## Task
Reproduce the listing below in full, changing every "bounding box" to "box coordinates" and leaving everything else untouched.
== Supplied data
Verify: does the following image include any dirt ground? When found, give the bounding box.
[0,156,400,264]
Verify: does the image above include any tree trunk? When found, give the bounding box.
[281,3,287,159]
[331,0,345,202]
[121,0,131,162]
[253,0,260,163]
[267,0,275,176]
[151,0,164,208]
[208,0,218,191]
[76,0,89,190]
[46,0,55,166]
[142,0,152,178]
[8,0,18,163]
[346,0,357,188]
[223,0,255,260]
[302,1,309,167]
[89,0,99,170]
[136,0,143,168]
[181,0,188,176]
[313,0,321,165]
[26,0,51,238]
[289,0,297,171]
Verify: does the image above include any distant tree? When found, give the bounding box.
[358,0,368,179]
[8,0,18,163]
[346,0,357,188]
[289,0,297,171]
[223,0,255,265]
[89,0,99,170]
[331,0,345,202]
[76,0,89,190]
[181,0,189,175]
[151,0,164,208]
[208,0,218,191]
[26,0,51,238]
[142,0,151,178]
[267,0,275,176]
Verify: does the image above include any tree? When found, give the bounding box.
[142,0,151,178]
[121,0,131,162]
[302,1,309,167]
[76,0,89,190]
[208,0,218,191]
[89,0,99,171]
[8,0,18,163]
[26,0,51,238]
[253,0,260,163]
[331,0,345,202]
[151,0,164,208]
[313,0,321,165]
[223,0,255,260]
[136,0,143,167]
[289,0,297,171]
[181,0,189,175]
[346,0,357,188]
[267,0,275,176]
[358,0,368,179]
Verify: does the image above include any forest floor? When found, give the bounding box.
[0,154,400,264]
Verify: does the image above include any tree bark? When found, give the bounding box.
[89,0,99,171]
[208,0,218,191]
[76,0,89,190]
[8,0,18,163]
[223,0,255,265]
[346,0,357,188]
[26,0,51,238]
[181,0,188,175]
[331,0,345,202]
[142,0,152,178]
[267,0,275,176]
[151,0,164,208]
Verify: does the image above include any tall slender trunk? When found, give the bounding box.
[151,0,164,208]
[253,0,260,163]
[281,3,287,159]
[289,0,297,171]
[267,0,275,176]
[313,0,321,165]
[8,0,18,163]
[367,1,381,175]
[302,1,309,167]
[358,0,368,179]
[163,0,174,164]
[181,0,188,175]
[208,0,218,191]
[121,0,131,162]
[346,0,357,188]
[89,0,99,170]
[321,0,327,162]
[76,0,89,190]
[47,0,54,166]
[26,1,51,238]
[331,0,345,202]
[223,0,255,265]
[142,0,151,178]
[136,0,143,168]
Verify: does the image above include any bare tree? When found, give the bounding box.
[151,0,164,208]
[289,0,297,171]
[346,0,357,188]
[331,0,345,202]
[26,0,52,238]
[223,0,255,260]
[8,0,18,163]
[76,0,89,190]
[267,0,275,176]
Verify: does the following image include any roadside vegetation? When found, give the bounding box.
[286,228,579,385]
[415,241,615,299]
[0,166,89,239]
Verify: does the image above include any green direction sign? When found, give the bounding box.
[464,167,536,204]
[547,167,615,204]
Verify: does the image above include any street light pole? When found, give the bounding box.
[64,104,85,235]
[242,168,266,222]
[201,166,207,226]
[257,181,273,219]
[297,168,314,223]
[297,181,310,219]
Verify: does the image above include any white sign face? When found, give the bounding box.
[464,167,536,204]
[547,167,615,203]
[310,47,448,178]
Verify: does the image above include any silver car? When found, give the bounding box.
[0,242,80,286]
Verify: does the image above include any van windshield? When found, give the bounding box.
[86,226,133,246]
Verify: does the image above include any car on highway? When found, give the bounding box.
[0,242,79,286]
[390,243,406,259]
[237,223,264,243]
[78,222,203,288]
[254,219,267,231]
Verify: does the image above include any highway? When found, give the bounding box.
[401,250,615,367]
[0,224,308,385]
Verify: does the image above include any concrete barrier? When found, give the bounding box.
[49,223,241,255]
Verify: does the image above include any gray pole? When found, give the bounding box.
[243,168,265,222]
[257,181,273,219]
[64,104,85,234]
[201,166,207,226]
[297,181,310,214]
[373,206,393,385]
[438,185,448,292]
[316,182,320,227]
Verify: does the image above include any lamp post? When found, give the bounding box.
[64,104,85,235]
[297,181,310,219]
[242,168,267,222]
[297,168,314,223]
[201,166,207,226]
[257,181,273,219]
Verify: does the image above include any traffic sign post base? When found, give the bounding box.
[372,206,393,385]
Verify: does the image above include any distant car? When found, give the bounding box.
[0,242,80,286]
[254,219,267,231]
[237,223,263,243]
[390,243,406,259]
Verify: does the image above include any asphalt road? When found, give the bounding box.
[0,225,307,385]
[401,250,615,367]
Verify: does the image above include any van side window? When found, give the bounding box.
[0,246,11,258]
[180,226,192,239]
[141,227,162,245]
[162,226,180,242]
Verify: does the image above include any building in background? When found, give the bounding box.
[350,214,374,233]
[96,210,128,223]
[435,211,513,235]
====
## Worked answer
Verify: does the following image include any dirt ground? When found, give the box coordinates.
[0,156,400,264]
Verify: does the image above include any tree trunk? When found, give the box coordinates.
[281,3,287,159]
[331,0,345,202]
[121,0,131,162]
[253,0,260,163]
[267,0,275,176]
[151,0,164,208]
[208,0,218,191]
[76,0,89,190]
[46,0,55,166]
[142,0,152,178]
[8,0,18,163]
[346,0,357,188]
[223,0,255,260]
[302,1,309,167]
[89,0,99,170]
[136,0,143,168]
[181,0,188,176]
[313,0,321,165]
[26,0,51,238]
[289,0,297,171]
Verify: does the image above include any distant tree? When found, give the box coordinates.
[358,0,368,179]
[8,0,18,163]
[346,0,357,188]
[289,0,297,171]
[223,0,255,265]
[89,0,99,170]
[331,0,345,202]
[76,0,89,190]
[181,0,189,175]
[151,0,164,208]
[208,0,218,191]
[26,0,51,238]
[142,0,151,178]
[267,0,275,176]
Verify: does the image above include any tree? When found, give the box coordinates.
[142,0,151,178]
[121,0,131,162]
[302,1,309,167]
[76,0,89,190]
[208,0,218,191]
[89,0,99,171]
[8,0,18,163]
[26,0,51,238]
[253,0,260,163]
[331,0,345,202]
[151,0,164,208]
[313,0,321,165]
[223,0,255,260]
[136,0,143,167]
[289,0,297,171]
[181,0,189,175]
[346,0,357,188]
[267,0,275,176]
[358,0,368,179]
Verify: does the image above include any forest floor? When found, give the box coordinates.
[0,154,400,264]
Verify: does the image above include any tree bark? When found, give the box coordinates.
[89,0,99,171]
[208,0,218,191]
[76,0,89,190]
[8,0,18,163]
[223,0,255,265]
[346,0,357,188]
[26,0,51,238]
[181,0,188,175]
[331,0,345,202]
[142,0,152,178]
[267,0,275,176]
[151,0,164,208]
Verify: does the image above include any tall slender trunk? When found, give the box coordinates.
[151,0,164,208]
[253,0,260,163]
[281,3,287,159]
[289,0,297,171]
[267,0,275,176]
[313,0,321,165]
[8,0,18,163]
[367,1,381,175]
[302,1,309,167]
[358,0,368,179]
[163,0,174,164]
[181,0,188,175]
[208,0,218,191]
[121,0,131,162]
[346,0,357,188]
[89,0,99,170]
[321,0,327,162]
[76,0,89,190]
[47,0,54,166]
[26,1,51,238]
[331,0,345,202]
[223,0,255,265]
[142,0,151,178]
[136,0,143,168]
Verify: does the image above include any bare tree? When found, give the box coordinates.
[151,0,164,208]
[289,0,297,171]
[346,0,357,188]
[331,0,345,202]
[26,0,52,238]
[223,0,255,260]
[8,0,18,163]
[76,0,89,190]
[267,0,275,176]
Verify: does the following image include any roadside vegetation? When found, give the box coordinates.
[286,228,579,385]
[415,241,615,299]
[0,166,89,239]
Verify: does the image above include any green direction sign? When found, give the box coordinates.
[464,167,536,204]
[547,167,615,204]
Verify: does the image above include any street light pole? When found, give the box coordinates.
[64,104,85,235]
[242,168,266,222]
[201,166,207,226]
[257,181,273,219]
[297,168,314,223]
[297,181,310,219]
Verify: does the image above include any white sign face? When found, give the box coordinates.
[464,167,536,204]
[547,167,615,203]
[310,47,448,178]
Verify: does the image above include any silver car? When found, give the box coordinates.
[0,242,80,286]
Verify: does the image above include any van windshield? When found, give the box coordinates.
[86,226,133,246]
Verify: does the image above include any car on highway? When found, give the box coordinates.
[0,242,79,286]
[390,243,406,259]
[237,223,264,243]
[78,222,203,288]
[254,219,267,231]
Verify: does the image above include any highway? When found, give the box coordinates.
[401,250,615,367]
[0,224,308,385]
Verify: does the image above include any concrete barrier? When found, give the box coordinates.
[49,223,241,255]
Verify: does the image above include any gray pole? When found, give the box coordinates.
[243,168,265,222]
[257,181,273,219]
[64,104,85,234]
[201,166,207,226]
[297,181,310,214]
[373,206,393,385]
[438,185,448,292]
[316,182,320,227]
Verify: does the image above include any lamp post? When found, give the box coordinates.
[64,104,85,235]
[297,181,310,219]
[242,168,267,222]
[297,168,314,223]
[201,166,207,226]
[257,181,273,219]
Verify: does the image above include any traffic sign post base? When found, give the box coordinates.
[372,206,393,385]
Verify: does the image above include any distant car? When found, give the box coordinates.
[0,242,80,286]
[254,219,267,231]
[237,223,263,243]
[390,243,406,259]
Verify: does the image above include any asphalt road? When found, give the box coordinates.
[0,225,307,385]
[401,250,615,367]
Verify: does the image above include any van side window? When found, give the box coordinates.
[0,246,11,258]
[180,226,192,239]
[141,227,162,245]
[162,226,180,242]
Verify: does the image above include any building in background? When found, give the box coordinates.
[350,214,374,233]
[96,210,128,223]
[435,211,513,235]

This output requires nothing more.